* [Texte présenté]
Mon voyage en Turquie commence. Voilà bien deux ou trois mois que tout est déjà prévu, que les billets d’avion sont réservés, que les chambres d’hôtel le sont exactement. J’ai juste encore un petit doute sur les deux nuits d’hôtel pour les deux derniers jours à Istanbul mais j’attends en fait de voir à quoi il ressemble une fois sur place puisque de toute façon, je passe par là avant d’y revenir à la fin du mois. L’itinéraire, lui, est parfaitement bouclé, même s’il y aura toujours de la place à l’imprévu. Il faut savoir sur si je suis un grand voyageur dans ma tête, il n’y a réellement que peu de temps que j’ai commencé à réellement partir à l’aventure et que malgré mon côté assez peu organisé en apparence (j’ai du mal dans mon travail et dans ma vie à avoir une visibilité au-delà d’une semaine), il me fallait absolument pour partir trois semaines en Turquie m’organiser un minimum d’autant que j’ai commencé à fréquenter des coins un peu excentrés. Sur une carte de la Turquie, voici ce que ça peut donner :
Je pars de Paris le 27 juillet au matin et j’atterris en début d’après-midi à Istanbul, aéroport Atatürk. 5 jours prévus pour voir quelques petites choses qui m’ont échappées en avril. Ensuite départ en avion depuis Atatürk pour Antalya dans le sud, location de voiture et trajet assez long (environ 300 km) jusqu’à la petite ville de Kaş où je dois rester 8 jours. Je repars ensuite en voiture à 30 km de là seulement pour changer de rayon et m’installer dans une toute petite ville, Patara où je reste 4 jours. Ensuite, je retourne à Antalya pour rendre la voiture et prendre le car jusqu’à Nevşehir en passant par la ville de Konya. A Nevşehir, je prends une navette qui m’emmène jusqu’à Uçhisar où je reste 4 jours. Retour à Nevşehir pour prendre un vol interne jusqu’à Istanbul, où je reste deux jours avant de reprendre l’avion pour Paris. Si je compte bien, ça fait 24 jours en comptant le jour du départ. Vingt quatre jours !! Quand j’y pense, ça semble faire une éternité loin de chez soi, loin des gens avec qui l’on est familier et en même temps l’éloignement est d’autant plus important que je suis rarement parti aussi loin, qui plus en est en Asie. Mais voilà, c’est parti, il faut y aller. Lorsque le réveil sonne le 27 au matin, j’ai comme l’impression de ne plus vraiment être dans mon corps, ni même dans mon esprit, c’est comme si déjà j’avais endossé la peau de quelqu’un d’autre, la transformation s’est amorcée.

* [Données présentées]
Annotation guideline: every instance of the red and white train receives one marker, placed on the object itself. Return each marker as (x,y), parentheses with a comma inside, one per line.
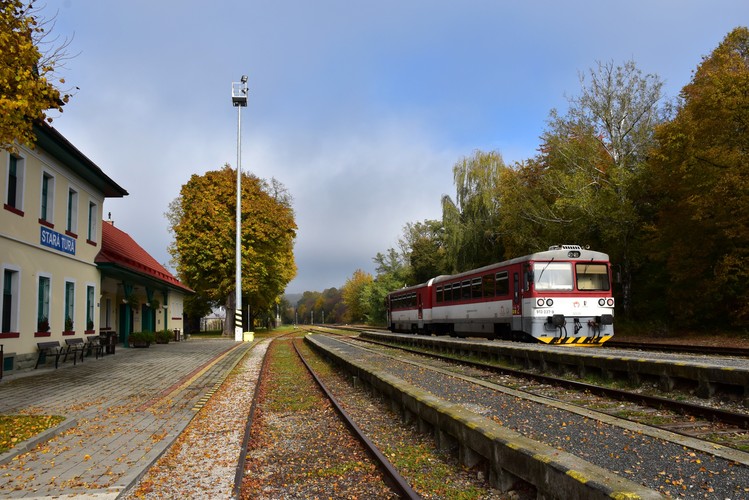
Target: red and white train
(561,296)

* [Consigne] Dans le récit de voyage en Turquie, combien de jours le séjour à Kaş doit-il durer ? Répondez en vous fondant uniquement sur le texte.

* [Réponse proposée] Huit jours.